• [Work to do]
In the data below, find the line containing "point: bmw headlight"; reproduce that line and all subsequent lines exactly, and nothing else.

• [Supplied material]
######

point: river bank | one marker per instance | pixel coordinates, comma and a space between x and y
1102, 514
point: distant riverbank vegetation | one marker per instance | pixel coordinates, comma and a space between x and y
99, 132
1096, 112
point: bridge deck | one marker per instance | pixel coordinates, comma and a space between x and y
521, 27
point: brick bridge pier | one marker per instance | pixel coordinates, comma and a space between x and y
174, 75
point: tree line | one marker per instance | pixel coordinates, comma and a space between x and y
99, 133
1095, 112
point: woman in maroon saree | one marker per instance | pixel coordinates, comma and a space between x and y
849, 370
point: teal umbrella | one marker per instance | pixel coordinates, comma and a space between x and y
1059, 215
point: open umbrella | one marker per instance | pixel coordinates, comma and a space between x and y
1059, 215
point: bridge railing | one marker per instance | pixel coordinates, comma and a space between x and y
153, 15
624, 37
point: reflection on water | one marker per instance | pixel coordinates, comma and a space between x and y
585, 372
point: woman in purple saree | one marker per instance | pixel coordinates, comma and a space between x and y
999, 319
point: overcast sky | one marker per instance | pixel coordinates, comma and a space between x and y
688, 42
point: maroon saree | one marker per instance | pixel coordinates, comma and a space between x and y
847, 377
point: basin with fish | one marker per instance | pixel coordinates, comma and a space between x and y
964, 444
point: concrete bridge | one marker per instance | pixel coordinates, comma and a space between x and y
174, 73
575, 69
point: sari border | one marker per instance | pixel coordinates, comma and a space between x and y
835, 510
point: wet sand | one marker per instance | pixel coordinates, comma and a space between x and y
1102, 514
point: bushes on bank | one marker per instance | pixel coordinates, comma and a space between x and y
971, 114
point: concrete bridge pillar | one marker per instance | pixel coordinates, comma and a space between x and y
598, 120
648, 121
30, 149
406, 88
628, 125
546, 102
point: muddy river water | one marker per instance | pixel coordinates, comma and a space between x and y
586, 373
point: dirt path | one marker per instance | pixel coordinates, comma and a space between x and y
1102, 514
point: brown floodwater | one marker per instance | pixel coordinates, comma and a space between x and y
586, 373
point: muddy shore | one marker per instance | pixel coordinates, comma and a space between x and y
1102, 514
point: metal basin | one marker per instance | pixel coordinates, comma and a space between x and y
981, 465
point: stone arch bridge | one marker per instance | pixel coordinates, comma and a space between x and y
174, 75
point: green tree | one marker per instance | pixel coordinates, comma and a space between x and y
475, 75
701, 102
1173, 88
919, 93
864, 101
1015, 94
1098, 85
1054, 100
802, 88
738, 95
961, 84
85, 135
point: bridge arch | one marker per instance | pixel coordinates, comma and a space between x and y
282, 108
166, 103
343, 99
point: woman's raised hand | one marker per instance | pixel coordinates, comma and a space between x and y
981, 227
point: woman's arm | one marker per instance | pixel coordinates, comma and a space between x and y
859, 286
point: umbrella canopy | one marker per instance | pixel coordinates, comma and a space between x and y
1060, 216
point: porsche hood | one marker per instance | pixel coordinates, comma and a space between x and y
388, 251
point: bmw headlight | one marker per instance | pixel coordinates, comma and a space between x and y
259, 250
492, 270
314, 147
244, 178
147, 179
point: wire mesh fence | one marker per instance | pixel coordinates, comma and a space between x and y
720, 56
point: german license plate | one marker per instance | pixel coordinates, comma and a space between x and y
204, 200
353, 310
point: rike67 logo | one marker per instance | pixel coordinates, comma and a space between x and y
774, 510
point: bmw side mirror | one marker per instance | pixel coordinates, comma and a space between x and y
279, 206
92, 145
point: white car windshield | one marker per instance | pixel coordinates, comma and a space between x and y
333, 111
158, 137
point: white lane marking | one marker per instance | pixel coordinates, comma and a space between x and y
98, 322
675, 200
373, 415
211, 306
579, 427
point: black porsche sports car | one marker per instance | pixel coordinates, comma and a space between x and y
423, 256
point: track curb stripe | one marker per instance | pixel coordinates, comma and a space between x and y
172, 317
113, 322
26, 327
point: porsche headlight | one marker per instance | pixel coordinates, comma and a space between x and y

######

• [Output of the task]
point: bmw headlight | one marker per instance | pixel coordinates, comma and a space between x and y
259, 250
492, 270
314, 147
244, 178
147, 179
point: wire mesh fence | one marker per instance | pixel coordinates, comma and a space between x and y
720, 56
point: german license plate | one marker per instance | pixel coordinates, comma and a space between x and y
204, 200
353, 310
point: rike67 logo | one marker per instance | pixel coordinates, comma and a space between x and y
774, 510
point: bmw side mirror | one marker per instance | pixel coordinates, comma and a space between x and y
279, 206
92, 145
point: white car windshield | one marker per instance | pixel coordinates, comma and a space between x and y
333, 111
158, 137
point: white lane marking | one marker per instance | pixel coordinates, comma and a space between x and y
98, 322
675, 200
373, 415
211, 306
579, 427
point: black porsche sports car | one marker per instance | pixel coordinates, comma and a space between x and y
423, 256
point: track curb stripe | one marker per instance | pixel coordinates, comma and a space between x and y
172, 317
113, 322
26, 327
point: porsche headlight | one marker per instance | pixel coordinates, comma and a space between x and y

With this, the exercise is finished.